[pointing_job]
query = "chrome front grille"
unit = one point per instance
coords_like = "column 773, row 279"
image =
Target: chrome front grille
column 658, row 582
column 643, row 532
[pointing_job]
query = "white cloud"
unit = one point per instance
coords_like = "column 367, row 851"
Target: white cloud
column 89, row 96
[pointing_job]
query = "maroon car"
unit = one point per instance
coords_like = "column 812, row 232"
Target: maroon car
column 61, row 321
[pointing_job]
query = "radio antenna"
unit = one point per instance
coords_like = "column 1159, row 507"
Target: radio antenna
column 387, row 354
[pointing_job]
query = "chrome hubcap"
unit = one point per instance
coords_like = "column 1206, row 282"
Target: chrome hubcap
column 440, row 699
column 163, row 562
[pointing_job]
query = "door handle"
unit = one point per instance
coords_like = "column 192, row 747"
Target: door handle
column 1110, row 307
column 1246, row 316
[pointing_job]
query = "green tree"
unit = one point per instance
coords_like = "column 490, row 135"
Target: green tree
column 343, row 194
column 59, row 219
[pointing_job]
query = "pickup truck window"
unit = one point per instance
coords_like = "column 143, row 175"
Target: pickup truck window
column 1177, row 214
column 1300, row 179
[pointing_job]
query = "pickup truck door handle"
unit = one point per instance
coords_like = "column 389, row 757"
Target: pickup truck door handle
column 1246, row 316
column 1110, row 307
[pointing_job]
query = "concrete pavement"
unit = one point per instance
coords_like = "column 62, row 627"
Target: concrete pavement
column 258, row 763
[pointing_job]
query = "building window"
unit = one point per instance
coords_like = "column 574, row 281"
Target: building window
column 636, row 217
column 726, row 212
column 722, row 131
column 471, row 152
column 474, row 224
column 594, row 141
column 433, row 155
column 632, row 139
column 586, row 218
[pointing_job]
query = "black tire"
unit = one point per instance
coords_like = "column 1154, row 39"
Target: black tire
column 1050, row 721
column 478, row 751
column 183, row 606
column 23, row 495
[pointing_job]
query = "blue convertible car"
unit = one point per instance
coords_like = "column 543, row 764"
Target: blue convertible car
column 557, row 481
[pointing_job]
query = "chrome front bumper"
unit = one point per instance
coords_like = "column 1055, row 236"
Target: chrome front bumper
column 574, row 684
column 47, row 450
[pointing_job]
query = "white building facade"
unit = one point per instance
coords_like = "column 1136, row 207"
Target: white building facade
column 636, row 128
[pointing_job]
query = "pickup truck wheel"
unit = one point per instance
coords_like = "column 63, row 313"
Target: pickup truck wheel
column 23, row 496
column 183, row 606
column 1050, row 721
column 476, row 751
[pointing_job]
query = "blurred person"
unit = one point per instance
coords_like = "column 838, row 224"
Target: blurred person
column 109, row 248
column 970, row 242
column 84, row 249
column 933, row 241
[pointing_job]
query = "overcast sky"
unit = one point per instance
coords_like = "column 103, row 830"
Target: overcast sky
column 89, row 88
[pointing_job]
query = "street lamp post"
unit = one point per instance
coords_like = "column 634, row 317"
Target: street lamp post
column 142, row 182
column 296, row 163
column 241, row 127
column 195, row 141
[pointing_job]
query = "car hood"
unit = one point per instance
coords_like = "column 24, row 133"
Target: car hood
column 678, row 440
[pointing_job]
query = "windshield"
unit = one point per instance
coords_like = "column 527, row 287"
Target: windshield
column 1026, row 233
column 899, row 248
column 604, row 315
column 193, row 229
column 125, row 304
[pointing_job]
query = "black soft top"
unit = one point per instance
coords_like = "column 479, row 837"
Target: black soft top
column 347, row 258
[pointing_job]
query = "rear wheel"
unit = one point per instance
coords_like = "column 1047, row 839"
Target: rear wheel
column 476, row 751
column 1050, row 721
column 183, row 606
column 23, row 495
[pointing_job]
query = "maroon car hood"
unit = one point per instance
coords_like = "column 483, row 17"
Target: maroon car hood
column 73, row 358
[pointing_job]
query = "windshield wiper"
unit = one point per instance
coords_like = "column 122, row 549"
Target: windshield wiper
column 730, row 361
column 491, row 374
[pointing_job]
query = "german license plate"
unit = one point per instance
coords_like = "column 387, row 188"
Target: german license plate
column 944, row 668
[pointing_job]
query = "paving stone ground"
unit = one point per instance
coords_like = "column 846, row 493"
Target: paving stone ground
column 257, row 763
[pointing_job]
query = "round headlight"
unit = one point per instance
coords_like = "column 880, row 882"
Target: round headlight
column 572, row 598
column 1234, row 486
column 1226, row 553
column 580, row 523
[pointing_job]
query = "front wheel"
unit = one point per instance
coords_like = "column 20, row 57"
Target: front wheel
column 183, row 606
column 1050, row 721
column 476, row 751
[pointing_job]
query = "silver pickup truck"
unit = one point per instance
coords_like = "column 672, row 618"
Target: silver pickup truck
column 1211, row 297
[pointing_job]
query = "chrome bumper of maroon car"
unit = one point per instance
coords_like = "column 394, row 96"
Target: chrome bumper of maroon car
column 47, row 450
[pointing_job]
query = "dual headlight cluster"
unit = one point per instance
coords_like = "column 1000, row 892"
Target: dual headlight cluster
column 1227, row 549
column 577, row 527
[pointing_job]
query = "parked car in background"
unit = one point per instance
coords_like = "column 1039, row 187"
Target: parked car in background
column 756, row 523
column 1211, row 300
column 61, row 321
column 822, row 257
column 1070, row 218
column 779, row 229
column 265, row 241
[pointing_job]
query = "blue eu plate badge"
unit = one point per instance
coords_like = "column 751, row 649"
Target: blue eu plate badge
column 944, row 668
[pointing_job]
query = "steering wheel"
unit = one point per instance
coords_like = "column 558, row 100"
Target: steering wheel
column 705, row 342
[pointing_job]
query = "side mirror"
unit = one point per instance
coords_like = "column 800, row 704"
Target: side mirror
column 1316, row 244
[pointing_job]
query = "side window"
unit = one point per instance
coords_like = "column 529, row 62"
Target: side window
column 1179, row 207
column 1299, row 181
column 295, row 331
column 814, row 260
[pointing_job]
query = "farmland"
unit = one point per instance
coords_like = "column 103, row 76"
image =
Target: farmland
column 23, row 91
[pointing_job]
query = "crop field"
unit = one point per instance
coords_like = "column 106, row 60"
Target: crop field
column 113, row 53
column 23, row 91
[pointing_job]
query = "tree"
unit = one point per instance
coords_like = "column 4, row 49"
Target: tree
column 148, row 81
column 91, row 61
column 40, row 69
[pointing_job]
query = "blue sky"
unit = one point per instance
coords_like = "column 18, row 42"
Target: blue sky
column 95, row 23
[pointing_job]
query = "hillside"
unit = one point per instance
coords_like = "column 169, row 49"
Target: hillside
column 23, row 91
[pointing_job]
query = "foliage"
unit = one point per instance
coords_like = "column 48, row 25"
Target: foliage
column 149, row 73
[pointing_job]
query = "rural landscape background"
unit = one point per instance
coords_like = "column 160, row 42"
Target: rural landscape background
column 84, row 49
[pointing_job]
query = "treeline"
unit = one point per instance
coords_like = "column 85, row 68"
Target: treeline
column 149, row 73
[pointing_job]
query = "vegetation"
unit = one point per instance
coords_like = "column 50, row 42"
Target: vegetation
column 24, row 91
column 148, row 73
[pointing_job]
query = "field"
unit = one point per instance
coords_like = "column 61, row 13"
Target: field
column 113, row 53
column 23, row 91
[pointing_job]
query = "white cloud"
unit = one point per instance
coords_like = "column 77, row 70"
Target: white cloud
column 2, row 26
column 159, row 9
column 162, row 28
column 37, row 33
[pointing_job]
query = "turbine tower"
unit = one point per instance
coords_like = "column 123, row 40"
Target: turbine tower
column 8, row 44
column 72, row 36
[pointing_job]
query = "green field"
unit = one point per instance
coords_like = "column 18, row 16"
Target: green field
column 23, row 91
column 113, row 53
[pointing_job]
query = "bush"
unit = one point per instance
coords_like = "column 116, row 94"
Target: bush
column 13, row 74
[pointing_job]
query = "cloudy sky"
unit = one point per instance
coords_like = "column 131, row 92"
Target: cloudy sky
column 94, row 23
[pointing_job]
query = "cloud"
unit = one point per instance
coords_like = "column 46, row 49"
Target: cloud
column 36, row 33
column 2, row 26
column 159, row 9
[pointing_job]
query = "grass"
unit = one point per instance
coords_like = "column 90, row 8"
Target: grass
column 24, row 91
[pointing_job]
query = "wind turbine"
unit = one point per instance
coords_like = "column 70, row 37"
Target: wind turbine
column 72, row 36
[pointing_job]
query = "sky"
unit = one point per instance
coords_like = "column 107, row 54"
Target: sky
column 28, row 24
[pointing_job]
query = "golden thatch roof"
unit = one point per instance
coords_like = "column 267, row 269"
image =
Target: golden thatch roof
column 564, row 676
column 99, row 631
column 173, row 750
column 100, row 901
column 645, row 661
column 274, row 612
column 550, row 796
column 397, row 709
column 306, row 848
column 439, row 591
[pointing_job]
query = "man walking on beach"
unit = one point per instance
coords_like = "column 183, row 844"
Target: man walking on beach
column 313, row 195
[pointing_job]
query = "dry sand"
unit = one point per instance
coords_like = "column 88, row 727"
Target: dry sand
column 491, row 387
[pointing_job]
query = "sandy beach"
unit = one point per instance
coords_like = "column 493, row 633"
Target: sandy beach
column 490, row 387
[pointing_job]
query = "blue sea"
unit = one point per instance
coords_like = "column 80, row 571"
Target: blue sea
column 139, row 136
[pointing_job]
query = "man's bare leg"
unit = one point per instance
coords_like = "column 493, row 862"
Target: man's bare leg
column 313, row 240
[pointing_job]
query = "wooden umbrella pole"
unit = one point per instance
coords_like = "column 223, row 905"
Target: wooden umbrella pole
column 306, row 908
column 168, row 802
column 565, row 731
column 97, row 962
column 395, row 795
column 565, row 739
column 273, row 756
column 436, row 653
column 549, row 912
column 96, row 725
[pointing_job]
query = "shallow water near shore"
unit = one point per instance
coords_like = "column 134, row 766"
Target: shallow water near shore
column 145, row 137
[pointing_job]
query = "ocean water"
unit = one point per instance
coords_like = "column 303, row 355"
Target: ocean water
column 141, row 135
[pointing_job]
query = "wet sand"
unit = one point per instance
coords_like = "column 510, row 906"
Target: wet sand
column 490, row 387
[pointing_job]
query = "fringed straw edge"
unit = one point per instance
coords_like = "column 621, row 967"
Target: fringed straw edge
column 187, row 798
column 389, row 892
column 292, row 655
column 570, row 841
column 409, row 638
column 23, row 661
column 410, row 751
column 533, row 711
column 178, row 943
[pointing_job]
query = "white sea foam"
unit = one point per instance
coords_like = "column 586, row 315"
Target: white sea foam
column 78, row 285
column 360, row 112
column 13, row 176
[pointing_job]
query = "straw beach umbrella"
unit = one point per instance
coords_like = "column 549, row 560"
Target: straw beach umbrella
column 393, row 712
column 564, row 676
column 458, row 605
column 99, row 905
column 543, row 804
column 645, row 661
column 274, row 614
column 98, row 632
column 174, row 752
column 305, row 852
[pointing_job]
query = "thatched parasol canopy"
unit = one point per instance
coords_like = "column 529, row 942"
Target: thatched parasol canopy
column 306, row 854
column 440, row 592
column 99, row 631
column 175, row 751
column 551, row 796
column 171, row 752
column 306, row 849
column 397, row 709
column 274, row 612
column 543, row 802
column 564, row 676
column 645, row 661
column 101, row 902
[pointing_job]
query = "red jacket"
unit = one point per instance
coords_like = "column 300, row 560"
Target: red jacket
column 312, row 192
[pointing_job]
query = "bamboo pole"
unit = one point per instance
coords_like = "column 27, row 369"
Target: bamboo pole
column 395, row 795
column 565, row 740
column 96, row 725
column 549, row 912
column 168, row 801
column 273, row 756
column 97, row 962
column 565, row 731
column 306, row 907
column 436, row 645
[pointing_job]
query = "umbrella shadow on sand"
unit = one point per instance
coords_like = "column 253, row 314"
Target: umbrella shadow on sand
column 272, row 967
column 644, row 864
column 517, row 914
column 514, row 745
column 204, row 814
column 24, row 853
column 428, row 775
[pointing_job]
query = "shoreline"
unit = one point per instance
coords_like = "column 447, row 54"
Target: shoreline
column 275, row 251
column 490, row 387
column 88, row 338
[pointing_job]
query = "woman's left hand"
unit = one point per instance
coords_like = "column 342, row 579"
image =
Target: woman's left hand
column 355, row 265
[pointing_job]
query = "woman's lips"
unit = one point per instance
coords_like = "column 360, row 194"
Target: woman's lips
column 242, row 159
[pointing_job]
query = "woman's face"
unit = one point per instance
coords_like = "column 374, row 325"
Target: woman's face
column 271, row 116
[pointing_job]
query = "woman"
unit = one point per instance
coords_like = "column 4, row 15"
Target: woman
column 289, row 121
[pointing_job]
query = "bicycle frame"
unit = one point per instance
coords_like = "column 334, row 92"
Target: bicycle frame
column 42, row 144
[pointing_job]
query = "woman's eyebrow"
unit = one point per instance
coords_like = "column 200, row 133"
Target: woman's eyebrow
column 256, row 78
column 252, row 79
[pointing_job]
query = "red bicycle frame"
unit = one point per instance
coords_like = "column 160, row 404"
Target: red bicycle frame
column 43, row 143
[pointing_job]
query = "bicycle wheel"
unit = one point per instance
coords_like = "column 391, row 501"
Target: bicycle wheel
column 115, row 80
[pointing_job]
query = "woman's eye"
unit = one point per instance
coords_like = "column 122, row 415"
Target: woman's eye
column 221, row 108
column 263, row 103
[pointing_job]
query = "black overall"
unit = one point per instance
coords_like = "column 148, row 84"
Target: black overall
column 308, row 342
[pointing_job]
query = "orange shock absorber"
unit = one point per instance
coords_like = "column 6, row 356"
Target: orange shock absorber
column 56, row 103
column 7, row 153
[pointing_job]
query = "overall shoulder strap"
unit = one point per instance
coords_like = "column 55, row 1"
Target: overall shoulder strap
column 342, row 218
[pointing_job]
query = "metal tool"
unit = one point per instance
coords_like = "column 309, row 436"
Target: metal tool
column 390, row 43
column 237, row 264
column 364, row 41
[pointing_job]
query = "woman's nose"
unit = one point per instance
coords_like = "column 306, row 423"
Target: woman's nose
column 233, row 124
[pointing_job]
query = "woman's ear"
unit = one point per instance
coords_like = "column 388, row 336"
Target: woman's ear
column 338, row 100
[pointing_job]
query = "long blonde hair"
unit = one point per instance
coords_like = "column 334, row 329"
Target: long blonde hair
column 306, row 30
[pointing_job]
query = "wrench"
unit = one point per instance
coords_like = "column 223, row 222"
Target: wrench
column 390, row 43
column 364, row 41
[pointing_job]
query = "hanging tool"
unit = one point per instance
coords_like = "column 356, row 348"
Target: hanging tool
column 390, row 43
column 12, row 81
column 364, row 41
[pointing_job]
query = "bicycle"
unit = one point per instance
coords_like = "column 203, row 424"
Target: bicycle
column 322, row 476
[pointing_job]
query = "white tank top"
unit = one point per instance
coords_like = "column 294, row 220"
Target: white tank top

•••

■ **Exercise objective**: Rewrite the records from their first line through the line that contains "column 387, row 354", changing "white cloud" to "gray cloud" and leaving everything else unchanged.

■ **Full answer**:
[pointing_job]
query = "chrome front grille"
unit = one point per instance
coords_like = "column 773, row 279"
image =
Target: chrome front grille
column 658, row 582
column 643, row 532
[pointing_job]
query = "gray cloud"
unit = one point per instance
coords_like = "column 367, row 851"
Target: gray cloud
column 89, row 96
[pointing_job]
query = "maroon car"
unit = one point per instance
coords_like = "column 812, row 232"
Target: maroon car
column 61, row 321
[pointing_job]
query = "radio antenna"
unit = one point per instance
coords_like = "column 1159, row 507"
Target: radio antenna
column 387, row 354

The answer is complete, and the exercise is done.